** PASSAGE SHOWN **
※ ※ ※

Mario Draghi, the head of the European Central Bank, was similarly optimistic.
"I’m actually quite pleased with the outcome of the European Council," said Draghi. "It showed the long-term commitment to the euro by all member states of the euro area. But also it reached tangible results in the shorter term."
He cited in particular the waiver of the ESM’s preferred creditor status for Spain and the future possibility of using ESM for direct recapitalization of the banks, which is something that the ECB had advocated for some time.
But he said strict conditionality was essential to the program’s credibility.
Stocks around the world surged Friday, with markets in countries on the front line of the crisis doing particularly well. Italy’s FTSE MIB and Spain’s IBEX indexes each rose 3 percent.
Perhaps more importantly, the yield on Spain’s 10-year bond dropped by 0.32 percentage points to 6.58 percent. Italy’s was down by 0.14 percentage points to 5.94 percent. Both countries have seen their rates edge toward the 7 percent level which is seen as unsustainable over the long term.

※ ※ ※

** GIVEN MATERIAL **
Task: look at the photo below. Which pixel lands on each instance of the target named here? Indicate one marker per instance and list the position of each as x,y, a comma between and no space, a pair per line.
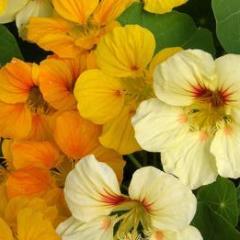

※ ※ ※

** DIRECTION **
Output the section of the passage on the euro summit reaction from "But he said" to "rose 3 percent.", copied word for word.

** FULL RESPONSE **
But he said strict conditionality was essential to the program’s credibility.
Stocks around the world surged Friday, with markets in countries on the front line of the crisis doing particularly well. Italy’s FTSE MIB and Spain’s IBEX indexes each rose 3 percent.